**RECORDS SUPPLIED:**
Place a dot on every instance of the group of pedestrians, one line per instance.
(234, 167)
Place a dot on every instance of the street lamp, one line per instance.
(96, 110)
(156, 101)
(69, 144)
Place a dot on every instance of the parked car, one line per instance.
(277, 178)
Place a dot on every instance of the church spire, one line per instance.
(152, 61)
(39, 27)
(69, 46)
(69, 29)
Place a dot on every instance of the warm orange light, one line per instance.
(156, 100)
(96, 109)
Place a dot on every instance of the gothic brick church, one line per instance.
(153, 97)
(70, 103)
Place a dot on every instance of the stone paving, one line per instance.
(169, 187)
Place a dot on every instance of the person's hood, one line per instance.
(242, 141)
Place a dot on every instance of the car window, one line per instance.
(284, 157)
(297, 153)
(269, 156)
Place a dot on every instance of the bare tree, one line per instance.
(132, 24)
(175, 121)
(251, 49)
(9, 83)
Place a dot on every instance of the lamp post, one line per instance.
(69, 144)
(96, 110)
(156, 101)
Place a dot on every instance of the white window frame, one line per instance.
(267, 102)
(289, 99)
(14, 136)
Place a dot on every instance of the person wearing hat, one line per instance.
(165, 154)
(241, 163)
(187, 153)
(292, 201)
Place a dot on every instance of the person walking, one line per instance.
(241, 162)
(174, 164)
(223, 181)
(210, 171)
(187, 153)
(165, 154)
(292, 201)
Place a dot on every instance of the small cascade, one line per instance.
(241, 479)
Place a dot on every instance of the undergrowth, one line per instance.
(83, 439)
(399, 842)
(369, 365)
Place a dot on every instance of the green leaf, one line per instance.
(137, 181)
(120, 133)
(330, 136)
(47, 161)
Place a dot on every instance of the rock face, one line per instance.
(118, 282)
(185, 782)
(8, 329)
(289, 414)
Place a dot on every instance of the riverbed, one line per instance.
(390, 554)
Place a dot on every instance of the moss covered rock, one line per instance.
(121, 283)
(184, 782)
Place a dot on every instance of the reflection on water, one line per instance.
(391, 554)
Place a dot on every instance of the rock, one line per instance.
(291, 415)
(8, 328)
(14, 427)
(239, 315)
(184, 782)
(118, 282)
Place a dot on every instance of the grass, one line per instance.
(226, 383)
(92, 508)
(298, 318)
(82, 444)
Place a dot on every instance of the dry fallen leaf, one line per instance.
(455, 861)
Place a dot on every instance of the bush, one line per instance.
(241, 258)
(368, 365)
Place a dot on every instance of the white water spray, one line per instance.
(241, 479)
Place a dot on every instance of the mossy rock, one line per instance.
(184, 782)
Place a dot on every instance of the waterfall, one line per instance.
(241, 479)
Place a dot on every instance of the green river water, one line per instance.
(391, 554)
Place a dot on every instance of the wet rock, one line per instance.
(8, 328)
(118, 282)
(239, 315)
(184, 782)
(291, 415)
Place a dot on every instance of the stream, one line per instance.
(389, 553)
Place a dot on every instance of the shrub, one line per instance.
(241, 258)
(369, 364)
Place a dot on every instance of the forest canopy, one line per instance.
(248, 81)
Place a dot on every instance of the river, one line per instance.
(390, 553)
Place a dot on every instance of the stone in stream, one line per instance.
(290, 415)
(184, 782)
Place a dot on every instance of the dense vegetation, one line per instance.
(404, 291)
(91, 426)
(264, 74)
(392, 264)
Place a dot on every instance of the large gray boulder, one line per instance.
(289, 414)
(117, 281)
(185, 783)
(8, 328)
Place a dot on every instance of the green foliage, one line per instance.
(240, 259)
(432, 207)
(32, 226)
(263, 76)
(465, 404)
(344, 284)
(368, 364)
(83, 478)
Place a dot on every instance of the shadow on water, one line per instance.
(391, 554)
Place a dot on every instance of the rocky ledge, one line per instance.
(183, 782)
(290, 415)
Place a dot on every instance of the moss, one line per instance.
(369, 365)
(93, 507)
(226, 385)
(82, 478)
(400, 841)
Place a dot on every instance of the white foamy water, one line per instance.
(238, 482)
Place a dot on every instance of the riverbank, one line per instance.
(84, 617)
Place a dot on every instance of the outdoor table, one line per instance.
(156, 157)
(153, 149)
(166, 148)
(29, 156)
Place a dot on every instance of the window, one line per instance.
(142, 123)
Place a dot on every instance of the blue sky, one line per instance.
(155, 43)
* * *
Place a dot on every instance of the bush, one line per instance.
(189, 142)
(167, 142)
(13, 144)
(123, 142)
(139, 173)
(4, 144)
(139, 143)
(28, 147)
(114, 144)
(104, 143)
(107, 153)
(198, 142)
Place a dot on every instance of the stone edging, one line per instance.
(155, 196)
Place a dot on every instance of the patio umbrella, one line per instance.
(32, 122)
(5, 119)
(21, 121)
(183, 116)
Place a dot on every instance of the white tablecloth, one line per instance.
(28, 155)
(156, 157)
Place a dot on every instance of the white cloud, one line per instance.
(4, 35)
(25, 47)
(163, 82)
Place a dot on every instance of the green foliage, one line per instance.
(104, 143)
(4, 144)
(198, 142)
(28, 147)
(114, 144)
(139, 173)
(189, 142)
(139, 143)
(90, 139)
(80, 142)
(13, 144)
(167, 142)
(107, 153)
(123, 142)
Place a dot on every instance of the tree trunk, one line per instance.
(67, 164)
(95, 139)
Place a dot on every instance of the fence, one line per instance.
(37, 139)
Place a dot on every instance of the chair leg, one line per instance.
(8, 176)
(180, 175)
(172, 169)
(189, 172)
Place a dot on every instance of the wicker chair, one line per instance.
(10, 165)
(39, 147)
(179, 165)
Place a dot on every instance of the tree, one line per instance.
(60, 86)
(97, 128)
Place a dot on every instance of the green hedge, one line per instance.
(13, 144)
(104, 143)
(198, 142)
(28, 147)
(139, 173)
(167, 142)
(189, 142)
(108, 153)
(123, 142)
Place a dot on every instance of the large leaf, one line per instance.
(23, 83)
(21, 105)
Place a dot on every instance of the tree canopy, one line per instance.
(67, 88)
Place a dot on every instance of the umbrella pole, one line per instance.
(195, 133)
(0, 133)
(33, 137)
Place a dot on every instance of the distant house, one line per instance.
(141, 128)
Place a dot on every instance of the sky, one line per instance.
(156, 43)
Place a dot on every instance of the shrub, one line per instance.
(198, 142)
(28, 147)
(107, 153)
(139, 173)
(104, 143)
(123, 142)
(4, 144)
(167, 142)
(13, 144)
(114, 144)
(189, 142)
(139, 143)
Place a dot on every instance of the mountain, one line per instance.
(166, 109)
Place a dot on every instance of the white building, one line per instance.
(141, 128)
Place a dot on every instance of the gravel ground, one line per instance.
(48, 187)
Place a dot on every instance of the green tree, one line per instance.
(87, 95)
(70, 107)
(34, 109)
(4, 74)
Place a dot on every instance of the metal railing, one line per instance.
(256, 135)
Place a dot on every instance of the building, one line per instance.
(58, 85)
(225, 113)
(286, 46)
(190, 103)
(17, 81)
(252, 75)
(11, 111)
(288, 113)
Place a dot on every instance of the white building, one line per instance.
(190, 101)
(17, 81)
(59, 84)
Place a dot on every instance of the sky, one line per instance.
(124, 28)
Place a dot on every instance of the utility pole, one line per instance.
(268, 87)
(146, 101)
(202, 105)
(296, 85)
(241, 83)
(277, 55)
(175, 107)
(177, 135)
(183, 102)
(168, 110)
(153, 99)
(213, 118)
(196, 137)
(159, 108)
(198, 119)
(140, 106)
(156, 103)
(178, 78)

**TASK REQUIREMENTS:** Pull out every row above that contains the word "umbrella", copying each one in full.

**COMPLETE RESPONSE:**
Place a dot on every instance of the patio umbrella, one line per instance.
Place a dot on every instance of the umbrella pole, one line per instance.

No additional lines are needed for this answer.